EXCERPTED RECORDS -
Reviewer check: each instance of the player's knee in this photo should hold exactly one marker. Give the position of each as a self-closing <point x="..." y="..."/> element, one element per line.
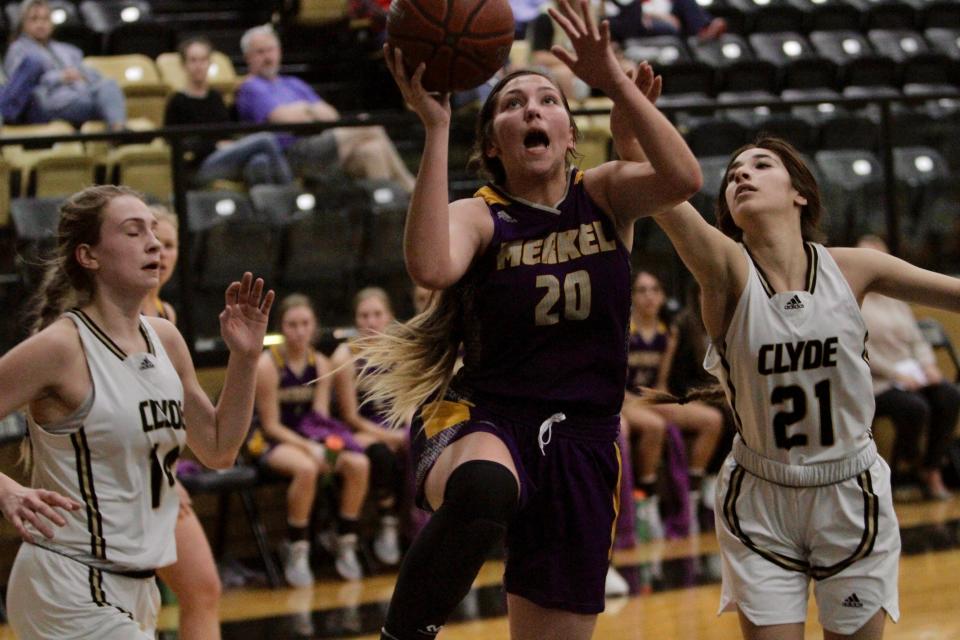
<point x="482" y="490"/>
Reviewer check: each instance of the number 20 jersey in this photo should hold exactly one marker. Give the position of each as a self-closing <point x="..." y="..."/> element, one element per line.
<point x="794" y="366"/>
<point x="547" y="306"/>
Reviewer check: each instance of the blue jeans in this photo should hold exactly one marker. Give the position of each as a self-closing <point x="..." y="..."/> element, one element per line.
<point x="102" y="99"/>
<point x="256" y="159"/>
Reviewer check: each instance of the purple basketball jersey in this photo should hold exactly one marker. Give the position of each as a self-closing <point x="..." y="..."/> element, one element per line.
<point x="645" y="357"/>
<point x="547" y="306"/>
<point x="295" y="396"/>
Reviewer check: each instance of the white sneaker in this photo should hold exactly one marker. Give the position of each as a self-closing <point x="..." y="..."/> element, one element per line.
<point x="345" y="560"/>
<point x="649" y="524"/>
<point x="386" y="544"/>
<point x="296" y="566"/>
<point x="615" y="585"/>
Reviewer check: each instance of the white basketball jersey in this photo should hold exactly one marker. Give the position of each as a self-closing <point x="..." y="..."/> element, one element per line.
<point x="794" y="366"/>
<point x="117" y="457"/>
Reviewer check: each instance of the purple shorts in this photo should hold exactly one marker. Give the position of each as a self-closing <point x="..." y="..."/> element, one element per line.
<point x="318" y="428"/>
<point x="559" y="542"/>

WHAT IS ASKED -
Set out every line of the records above as a numbered list, skipping any blank lines and leaving the pictures out.

FINAL RESULT -
1. Reviewer check: each instance of the player's knee in this photo should hold exactly one marker. Give the position of each as a self-closing <point x="..." y="..."/> element, one element per line.
2. <point x="482" y="490"/>
3. Reviewer check: each instance of the number 20 jersey in this photo should hold exactly one marker. Give the position of each as a self-closing <point x="..." y="..."/> element, one element per line.
4. <point x="794" y="366"/>
5. <point x="547" y="306"/>
6. Reviewer check: each instance of the blue jeans in this photo should hold exactly one marker. Give the position of each as a self-closing <point x="..." y="..."/> element, one element per line.
7. <point x="102" y="99"/>
8. <point x="256" y="159"/>
9. Reviewer check: each instance of the purple basketball jersey in this photo should hold exactly one marker. Give the position of each as a self-closing <point x="..." y="..."/> element, one element per line.
10. <point x="645" y="357"/>
11. <point x="547" y="306"/>
12. <point x="295" y="396"/>
13. Reviewer check: each instance of the white sneaker in this photo should hold exactly one marker. Give the position of each as a self-closing <point x="..." y="..."/> element, one element per line.
14. <point x="345" y="560"/>
15. <point x="649" y="524"/>
16. <point x="386" y="544"/>
17. <point x="296" y="566"/>
18. <point x="615" y="585"/>
19. Reviewer check: each instance of the white basketball jersey in this photo should hold exactly one marker. Give the position of each as a self-closing <point x="..." y="..."/> element, one element per line.
20. <point x="794" y="366"/>
21. <point x="117" y="457"/>
22. Reviewer check: each instance of the purple shorts in this photo should hold exactly one marker. Give the position of each as a self-closing <point x="..." y="..."/> element, one element per line.
23. <point x="318" y="428"/>
24. <point x="559" y="542"/>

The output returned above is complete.